* **WHAT THE TASK ASKS**:
Copy the rows below verbatim, from the very first line through the line that contains "[(178, 173)]", including both of those lines.

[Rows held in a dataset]
──────
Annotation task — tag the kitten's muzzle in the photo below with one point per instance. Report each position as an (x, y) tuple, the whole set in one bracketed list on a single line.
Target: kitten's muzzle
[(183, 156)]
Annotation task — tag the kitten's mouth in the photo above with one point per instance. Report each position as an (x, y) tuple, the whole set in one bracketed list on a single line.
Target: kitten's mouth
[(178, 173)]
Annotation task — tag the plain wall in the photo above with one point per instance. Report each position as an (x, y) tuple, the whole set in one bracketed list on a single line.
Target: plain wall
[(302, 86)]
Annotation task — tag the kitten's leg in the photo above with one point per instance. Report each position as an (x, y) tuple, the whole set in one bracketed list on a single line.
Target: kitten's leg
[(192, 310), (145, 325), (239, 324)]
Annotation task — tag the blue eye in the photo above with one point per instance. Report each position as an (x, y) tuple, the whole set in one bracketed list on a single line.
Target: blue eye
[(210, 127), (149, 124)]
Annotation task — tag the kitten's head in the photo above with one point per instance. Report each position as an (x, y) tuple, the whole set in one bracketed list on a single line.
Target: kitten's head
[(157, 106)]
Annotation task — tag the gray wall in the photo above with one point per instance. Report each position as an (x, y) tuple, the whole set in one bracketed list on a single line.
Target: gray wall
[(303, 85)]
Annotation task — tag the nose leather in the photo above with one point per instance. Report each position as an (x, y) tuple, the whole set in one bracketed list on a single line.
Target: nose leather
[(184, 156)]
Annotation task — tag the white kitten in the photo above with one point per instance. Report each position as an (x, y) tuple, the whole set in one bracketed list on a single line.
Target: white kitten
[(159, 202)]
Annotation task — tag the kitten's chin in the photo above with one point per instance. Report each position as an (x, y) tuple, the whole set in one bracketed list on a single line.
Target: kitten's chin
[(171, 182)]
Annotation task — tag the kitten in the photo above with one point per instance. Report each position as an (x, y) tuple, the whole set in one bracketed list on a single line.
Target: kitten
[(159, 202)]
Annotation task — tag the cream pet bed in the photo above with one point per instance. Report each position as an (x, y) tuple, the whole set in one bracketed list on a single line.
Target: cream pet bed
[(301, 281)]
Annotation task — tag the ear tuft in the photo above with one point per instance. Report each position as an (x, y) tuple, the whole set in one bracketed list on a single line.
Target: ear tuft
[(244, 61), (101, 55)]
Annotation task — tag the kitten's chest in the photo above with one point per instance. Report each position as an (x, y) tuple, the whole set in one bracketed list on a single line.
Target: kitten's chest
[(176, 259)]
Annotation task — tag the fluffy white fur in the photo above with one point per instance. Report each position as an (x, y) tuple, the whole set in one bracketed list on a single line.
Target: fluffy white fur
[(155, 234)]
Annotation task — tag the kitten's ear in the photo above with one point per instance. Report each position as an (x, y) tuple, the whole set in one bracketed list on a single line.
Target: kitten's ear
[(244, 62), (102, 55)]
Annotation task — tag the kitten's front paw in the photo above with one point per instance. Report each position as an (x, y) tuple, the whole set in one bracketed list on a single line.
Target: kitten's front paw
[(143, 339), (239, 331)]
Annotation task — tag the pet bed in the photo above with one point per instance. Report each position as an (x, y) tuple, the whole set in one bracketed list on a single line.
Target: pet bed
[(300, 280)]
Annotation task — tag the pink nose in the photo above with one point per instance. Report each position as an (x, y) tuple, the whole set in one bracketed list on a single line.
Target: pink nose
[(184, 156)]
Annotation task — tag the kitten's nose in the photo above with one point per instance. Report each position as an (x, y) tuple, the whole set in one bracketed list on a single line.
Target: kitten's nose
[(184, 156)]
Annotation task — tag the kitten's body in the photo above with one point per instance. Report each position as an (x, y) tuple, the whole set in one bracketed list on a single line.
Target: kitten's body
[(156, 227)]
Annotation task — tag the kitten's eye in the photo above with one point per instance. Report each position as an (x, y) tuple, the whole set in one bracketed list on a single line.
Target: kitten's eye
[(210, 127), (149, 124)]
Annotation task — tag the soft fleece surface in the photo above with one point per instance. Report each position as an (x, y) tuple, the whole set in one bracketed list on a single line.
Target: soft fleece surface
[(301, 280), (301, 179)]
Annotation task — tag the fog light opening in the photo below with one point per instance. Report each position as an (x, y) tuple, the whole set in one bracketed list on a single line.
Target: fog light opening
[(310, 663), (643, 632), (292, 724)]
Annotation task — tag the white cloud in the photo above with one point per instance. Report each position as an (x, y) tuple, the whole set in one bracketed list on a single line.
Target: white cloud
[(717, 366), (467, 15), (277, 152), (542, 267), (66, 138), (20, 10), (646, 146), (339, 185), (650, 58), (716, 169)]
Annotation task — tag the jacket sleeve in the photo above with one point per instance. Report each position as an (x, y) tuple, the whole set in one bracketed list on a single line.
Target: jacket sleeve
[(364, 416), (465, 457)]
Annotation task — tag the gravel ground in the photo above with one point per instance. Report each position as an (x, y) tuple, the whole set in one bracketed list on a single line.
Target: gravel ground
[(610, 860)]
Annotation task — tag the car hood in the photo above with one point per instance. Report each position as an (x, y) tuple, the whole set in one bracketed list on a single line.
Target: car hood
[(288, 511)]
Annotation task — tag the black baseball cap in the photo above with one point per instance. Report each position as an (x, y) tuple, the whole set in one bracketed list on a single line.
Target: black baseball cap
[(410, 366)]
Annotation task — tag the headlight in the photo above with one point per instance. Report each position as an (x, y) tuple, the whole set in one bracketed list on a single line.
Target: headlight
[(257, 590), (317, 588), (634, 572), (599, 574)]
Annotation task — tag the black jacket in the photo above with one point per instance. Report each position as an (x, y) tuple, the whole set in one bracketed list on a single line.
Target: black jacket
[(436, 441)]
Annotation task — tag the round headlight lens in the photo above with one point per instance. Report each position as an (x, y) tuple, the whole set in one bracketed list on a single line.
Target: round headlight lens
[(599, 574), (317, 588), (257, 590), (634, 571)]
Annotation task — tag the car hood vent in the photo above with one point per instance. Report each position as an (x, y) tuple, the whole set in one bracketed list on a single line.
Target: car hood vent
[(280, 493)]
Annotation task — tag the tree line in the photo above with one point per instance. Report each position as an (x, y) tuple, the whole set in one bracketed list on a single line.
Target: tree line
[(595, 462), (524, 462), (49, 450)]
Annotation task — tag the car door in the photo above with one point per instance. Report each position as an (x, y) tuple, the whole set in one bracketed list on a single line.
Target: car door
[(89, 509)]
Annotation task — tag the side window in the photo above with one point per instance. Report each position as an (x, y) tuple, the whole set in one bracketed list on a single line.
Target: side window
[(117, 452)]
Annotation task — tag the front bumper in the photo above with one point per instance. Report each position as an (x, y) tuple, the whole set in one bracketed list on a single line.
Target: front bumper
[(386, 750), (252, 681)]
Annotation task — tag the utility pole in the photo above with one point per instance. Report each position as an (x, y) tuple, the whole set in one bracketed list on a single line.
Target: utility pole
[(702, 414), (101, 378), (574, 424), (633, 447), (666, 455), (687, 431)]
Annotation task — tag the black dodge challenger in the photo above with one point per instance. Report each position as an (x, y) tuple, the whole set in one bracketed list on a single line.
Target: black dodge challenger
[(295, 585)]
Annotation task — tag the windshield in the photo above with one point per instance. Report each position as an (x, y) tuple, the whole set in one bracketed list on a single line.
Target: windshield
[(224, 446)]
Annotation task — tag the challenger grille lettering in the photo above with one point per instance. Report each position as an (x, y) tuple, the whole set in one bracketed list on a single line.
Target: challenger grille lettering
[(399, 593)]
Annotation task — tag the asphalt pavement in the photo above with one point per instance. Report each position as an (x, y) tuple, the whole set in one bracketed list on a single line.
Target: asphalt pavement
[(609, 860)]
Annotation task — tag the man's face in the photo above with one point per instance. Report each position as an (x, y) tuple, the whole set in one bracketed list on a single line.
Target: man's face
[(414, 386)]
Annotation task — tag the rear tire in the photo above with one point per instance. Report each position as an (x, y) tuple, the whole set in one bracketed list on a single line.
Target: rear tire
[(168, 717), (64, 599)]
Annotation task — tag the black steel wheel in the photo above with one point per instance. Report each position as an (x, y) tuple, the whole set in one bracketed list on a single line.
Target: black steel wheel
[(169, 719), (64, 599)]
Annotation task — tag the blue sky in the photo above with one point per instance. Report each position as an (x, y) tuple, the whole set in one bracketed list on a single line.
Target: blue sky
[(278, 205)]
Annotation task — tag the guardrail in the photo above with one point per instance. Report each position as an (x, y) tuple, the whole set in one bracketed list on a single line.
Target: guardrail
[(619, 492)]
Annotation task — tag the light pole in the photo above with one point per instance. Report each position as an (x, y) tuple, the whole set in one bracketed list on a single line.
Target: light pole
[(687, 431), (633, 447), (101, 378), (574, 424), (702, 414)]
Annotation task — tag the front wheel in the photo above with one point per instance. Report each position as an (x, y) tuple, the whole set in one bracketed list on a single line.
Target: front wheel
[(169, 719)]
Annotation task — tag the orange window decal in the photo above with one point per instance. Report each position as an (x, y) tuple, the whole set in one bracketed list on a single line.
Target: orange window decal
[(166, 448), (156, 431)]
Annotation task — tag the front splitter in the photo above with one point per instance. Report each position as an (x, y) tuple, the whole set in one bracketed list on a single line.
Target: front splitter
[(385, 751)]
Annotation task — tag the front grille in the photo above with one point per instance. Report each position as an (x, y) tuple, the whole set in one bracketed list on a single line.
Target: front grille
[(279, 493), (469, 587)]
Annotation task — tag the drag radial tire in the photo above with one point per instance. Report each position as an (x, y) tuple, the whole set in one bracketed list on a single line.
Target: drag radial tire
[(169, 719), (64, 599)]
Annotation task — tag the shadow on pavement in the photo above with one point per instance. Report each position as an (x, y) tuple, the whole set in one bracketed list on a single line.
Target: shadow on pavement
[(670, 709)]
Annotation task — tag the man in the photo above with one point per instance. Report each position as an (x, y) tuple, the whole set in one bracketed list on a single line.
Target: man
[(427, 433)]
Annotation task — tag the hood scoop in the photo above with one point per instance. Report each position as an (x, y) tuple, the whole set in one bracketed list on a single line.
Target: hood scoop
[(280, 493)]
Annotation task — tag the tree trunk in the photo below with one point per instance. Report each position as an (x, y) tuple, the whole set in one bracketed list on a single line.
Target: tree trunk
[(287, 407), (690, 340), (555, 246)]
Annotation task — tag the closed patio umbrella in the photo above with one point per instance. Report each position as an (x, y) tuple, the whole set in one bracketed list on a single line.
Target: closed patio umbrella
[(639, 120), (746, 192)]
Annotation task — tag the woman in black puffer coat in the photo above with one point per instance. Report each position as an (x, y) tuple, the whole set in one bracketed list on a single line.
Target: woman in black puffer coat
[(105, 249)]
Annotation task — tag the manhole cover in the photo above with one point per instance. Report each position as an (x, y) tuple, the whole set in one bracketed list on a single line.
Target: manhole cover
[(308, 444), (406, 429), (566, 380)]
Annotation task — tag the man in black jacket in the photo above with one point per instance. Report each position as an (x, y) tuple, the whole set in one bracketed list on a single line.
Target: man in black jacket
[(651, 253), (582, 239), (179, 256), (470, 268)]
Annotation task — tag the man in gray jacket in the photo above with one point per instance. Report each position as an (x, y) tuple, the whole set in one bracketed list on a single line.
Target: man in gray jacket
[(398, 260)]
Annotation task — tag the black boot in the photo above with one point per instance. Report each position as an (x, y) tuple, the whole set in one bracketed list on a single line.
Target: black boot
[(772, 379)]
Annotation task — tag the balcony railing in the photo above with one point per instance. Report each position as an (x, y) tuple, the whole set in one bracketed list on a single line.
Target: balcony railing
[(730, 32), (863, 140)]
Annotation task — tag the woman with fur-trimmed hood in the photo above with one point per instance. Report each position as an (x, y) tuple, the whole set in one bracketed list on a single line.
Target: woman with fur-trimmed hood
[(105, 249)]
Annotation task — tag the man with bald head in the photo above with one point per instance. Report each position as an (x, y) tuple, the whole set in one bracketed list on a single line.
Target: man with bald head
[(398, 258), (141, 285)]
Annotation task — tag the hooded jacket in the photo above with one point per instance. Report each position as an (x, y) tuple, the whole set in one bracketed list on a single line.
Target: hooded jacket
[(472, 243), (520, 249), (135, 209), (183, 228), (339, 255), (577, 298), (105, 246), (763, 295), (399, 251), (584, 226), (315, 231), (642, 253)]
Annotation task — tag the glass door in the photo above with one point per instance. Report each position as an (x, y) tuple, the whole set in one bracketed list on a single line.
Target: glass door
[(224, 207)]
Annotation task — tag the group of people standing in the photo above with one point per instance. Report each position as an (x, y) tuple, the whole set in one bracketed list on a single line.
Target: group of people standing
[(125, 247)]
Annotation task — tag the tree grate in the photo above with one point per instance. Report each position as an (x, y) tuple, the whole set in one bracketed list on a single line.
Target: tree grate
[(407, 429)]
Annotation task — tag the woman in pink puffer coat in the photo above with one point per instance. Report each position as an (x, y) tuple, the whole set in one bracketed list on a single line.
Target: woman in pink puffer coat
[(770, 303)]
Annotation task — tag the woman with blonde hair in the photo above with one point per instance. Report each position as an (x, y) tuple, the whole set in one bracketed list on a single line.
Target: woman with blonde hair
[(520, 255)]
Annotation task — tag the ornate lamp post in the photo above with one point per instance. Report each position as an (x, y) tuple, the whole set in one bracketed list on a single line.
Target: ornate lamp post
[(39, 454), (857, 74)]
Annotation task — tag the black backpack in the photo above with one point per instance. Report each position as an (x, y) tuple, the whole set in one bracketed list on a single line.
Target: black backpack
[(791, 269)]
──────
* **COMPLETE RESPONSE**:
Annotation task — tag the kitten's muzzle in the photo below with one point per instance. Report each position as an (x, y) tuple, the whole set in one bracketed list on a single line.
Target: kitten's muzzle
[(183, 156)]
Annotation task — tag the kitten's mouth in the photo above with one point per instance. Report each position as an (x, y) tuple, the whole set in one bracketed list on a single line.
Target: kitten's mouth
[(178, 173)]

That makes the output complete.